An example of digital inequality is access to essential e-government services. In the United Kingdom, individuals lacking a sufficient digital footprint face challenges in verifying their identities. This creates new barriers to services such as public housing and healthcare, producing a form of “double disadvantage”. A double disadvantage compounds existing issues in digital access by excluded from digital life lack both access and the digital reputation required to navigate public systems. Other communities with private access or open access to technology and digital education from an early age will have greater access to government e-services.

The United Nations International Children's Emergency Fund's (UNICEF) State of the World's Children 2017 report highlights how digital footprints are linked to broader issues of equity, inclusion, and safety, emphasizing that marginalized communities experience greater risks in digital environments.

== Media and information literacy ==
Media and information literacy (MIL) encompasses the knowledge and skills necessary to access, evaluate, and create information across different media platforms. Understanding and managing one's digital footprint is increasingly recognized as a core component of MIL.

- [What the exercise asks]:
Can you rewrite everything from "The United Nations" down to "component of MIL." in the passage on digital inequality, putting "central element" in place of "core component"?

- [Record excerpts]:
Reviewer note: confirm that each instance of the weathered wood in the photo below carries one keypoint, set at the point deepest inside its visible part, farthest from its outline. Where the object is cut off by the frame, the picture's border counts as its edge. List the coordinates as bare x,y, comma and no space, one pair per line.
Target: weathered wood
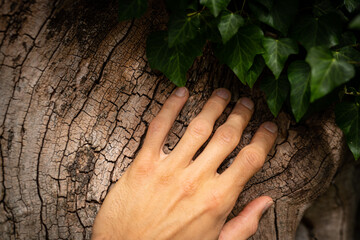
76,97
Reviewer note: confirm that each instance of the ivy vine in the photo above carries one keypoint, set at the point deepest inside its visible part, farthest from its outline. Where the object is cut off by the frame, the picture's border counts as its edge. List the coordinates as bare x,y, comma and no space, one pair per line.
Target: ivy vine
307,52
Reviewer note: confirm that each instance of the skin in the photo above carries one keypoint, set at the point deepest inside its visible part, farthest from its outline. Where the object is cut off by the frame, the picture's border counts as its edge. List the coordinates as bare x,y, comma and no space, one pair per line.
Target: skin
170,196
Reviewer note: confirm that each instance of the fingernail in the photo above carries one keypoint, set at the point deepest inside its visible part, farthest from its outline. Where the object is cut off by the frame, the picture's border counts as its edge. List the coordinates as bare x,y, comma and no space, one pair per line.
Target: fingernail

- [Reply]:
The United Nations International Children's Emergency Fund's (UNICEF) State of the World's Children 2017 report highlights how digital footprints are linked to broader issues of equity, inclusion, and safety, emphasizing that marginalized communities experience greater risks in digital environments.

== Media and information literacy ==
Media and information literacy (MIL) encompasses the knowledge and skills necessary to access, evaluate, and create information across different media platforms. Understanding and managing one's digital footprint is increasingly recognized as a central element of MIL.